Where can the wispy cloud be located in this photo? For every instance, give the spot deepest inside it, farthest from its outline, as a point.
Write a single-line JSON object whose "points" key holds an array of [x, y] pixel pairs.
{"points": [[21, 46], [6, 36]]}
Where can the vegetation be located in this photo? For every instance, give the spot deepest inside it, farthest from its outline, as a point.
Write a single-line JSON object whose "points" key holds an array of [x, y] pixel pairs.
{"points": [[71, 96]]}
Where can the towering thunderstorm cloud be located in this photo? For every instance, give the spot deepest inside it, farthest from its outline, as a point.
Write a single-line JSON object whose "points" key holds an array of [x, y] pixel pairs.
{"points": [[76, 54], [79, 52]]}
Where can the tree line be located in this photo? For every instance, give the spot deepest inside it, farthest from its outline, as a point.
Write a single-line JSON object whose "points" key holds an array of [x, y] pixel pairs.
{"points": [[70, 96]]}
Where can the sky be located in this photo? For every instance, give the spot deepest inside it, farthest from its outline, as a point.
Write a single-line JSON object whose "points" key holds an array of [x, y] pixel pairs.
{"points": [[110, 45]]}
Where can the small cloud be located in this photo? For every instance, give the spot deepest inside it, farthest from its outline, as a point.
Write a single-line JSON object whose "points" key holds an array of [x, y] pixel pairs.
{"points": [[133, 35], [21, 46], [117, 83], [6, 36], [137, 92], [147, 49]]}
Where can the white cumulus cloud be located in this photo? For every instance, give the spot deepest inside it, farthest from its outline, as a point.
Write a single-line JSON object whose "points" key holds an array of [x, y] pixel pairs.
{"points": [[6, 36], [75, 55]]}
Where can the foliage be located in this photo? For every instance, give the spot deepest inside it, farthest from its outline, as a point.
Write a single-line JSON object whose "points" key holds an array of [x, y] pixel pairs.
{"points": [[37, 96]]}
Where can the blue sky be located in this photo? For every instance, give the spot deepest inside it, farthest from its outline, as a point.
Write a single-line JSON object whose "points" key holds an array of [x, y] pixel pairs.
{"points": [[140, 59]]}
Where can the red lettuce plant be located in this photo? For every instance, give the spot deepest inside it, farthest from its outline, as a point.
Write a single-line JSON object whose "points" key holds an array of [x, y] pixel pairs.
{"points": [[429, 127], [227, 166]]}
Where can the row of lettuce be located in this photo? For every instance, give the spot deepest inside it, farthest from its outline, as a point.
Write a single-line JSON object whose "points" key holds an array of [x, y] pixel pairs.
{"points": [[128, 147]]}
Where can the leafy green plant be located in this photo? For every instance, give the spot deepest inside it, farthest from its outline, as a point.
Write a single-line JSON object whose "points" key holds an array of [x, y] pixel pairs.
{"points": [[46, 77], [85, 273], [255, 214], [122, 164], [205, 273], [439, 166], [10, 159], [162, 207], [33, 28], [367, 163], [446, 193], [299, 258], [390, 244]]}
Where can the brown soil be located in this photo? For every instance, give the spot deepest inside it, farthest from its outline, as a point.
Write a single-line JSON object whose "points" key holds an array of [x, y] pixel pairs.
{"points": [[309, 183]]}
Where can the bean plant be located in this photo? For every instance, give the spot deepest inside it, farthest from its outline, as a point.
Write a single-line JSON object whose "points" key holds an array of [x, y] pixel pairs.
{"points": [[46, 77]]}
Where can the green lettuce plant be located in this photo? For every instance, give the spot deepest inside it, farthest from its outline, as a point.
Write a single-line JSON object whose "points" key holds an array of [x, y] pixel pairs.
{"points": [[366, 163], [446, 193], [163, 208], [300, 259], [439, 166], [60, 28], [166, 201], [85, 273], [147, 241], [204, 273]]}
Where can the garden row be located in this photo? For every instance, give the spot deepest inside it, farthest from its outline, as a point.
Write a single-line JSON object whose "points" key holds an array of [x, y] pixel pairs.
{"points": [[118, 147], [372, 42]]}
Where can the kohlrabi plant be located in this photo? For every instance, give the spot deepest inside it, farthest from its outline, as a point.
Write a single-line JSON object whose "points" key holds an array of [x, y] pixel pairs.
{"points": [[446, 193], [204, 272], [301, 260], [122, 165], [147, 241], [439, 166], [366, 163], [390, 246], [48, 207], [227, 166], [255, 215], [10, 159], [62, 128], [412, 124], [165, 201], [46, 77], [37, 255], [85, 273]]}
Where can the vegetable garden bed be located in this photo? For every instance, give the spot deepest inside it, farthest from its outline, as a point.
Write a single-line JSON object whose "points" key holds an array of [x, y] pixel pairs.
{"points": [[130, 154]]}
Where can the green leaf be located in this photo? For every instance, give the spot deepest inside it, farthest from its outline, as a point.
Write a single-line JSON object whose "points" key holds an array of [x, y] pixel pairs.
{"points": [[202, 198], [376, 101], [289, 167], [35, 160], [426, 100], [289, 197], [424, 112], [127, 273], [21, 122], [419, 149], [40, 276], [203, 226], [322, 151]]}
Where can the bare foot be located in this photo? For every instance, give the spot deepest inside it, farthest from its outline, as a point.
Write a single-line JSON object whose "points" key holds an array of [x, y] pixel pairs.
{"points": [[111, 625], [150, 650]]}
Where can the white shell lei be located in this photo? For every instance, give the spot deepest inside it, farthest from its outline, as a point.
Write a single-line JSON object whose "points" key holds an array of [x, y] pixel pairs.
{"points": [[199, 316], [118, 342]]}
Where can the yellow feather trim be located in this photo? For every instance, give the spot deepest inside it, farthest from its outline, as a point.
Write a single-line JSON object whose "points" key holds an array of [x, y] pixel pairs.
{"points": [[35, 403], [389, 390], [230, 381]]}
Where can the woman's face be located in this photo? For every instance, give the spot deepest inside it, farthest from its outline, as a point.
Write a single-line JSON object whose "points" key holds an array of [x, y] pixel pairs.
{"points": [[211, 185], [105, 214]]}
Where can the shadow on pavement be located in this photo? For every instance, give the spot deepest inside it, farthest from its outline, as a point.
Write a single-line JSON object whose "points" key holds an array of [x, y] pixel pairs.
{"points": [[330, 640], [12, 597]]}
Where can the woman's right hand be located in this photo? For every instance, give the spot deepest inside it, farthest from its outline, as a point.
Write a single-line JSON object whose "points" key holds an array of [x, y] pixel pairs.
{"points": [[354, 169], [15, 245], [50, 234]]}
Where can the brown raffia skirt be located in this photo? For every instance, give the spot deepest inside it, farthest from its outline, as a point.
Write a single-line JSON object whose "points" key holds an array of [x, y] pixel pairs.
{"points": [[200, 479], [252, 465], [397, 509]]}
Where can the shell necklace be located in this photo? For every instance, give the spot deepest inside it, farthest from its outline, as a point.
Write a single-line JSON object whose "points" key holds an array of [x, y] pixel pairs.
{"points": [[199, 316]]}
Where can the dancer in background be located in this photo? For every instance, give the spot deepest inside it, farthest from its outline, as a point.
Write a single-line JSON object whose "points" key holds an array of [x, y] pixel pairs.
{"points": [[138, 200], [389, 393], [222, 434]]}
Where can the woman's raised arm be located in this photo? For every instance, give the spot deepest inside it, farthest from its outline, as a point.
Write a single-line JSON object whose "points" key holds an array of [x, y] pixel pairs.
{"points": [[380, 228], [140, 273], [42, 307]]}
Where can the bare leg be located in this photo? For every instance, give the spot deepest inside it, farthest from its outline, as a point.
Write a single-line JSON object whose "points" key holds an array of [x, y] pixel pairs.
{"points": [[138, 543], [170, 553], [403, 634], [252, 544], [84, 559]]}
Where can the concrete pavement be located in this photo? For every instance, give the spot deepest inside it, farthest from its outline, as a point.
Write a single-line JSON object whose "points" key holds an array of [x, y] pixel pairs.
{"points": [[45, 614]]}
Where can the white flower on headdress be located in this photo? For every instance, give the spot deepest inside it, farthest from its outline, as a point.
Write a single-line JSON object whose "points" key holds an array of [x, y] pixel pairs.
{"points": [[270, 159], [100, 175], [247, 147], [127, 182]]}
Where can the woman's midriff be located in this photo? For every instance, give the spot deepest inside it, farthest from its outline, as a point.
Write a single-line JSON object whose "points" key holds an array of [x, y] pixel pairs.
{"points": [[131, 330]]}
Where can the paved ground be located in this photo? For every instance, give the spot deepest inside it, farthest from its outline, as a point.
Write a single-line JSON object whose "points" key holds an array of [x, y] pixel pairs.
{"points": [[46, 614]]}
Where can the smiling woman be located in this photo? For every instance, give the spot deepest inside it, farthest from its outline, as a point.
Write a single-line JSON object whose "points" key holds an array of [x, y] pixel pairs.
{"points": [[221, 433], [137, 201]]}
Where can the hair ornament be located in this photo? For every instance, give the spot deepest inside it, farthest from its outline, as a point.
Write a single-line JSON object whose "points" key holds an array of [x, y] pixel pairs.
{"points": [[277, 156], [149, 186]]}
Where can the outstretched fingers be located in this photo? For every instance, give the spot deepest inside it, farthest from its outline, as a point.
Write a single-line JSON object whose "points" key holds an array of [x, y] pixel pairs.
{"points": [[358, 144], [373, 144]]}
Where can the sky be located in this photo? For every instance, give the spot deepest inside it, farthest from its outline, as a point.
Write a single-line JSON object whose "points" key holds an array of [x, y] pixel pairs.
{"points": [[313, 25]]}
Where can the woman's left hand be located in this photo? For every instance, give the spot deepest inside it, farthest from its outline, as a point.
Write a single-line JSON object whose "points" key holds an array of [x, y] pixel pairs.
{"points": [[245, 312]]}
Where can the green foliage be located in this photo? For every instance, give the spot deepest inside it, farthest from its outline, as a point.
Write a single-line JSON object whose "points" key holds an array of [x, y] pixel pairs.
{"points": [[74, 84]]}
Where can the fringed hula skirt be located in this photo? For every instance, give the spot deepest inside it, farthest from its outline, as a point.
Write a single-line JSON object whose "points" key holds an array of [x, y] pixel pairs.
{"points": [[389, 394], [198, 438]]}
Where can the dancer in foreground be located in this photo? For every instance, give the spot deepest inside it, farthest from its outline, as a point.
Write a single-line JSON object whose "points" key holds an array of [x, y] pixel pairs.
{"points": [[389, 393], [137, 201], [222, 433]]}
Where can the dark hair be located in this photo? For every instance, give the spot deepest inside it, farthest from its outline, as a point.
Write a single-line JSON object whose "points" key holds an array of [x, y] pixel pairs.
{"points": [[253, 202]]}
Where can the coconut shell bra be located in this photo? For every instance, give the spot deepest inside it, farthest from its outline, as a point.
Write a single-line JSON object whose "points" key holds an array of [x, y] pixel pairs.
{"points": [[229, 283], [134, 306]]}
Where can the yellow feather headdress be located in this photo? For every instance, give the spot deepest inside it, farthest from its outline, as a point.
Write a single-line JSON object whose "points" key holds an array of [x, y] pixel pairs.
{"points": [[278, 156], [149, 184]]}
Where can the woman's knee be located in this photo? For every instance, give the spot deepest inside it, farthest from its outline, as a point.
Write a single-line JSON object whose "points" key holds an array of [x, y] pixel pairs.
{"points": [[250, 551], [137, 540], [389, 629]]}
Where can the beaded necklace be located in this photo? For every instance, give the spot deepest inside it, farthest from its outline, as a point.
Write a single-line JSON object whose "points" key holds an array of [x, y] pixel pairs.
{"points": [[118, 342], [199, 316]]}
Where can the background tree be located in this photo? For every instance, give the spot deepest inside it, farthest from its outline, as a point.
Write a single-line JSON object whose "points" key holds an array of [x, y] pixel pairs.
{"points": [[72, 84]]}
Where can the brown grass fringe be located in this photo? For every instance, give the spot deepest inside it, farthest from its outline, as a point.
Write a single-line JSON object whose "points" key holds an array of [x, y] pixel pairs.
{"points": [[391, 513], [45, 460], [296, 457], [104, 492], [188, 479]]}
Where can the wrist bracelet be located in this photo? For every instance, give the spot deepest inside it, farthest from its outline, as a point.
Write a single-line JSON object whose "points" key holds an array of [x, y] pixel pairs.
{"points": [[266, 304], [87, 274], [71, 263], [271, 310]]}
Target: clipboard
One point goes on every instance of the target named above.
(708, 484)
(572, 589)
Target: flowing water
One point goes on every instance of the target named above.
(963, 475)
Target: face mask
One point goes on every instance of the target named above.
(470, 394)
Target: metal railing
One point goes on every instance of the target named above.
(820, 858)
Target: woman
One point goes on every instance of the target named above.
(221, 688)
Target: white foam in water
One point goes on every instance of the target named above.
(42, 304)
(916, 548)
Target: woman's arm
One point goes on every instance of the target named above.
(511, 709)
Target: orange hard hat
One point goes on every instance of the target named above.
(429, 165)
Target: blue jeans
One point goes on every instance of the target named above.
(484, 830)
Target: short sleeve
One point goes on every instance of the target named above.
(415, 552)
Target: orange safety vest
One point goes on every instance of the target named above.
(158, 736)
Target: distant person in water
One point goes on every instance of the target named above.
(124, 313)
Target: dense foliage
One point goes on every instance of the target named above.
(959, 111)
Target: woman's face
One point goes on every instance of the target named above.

◆ STATED PROBLEM: Which lines run from the one containing "Where can the wrist" to the end of the entries above? Quote exactly those, and only those.

◆ RESULT:
Where can the wrist bracelet be located in this photo? For every instance, give the spot deepest inside it, farthest from its outline, as a point.
Write a single-line JSON object whose "points" key holds an array of [x, y] pixel pairs.
{"points": [[266, 304], [87, 274], [71, 263], [271, 310]]}
Target: clipboard
One point goes on every instance of the target named above.
(708, 484)
(572, 589)
Target: flowing water
One point goes on every instance of the target named above.
(963, 475)
Target: face mask
One point goes on every instance of the target named above.
(470, 394)
Target: metal railing
One point goes on every instance of the target named above.
(820, 858)
Target: woman
One point goes on every instance of the target named above.
(221, 688)
Target: white foam in water
One point goes on every instance of the target named above.
(42, 304)
(916, 548)
Target: woman's arm
One point goes on every instance of the target named above.
(511, 709)
Target: orange hard hat
One point goes on every instance of the target named above.
(429, 165)
Target: blue jeans
One point goes on every instance of the target named above.
(484, 830)
Target: short sleeve
One point goes on every instance of the target named above.
(415, 552)
Target: orange safety vest
One point goes on every instance of the target named above.
(158, 736)
Target: distant person in water
One point goes on every instance of the target named above.
(124, 313)
Target: dense foliage
One point goes on every instance of the target named above.
(959, 111)
Target: woman's face
One point goes on every instance of the target named above.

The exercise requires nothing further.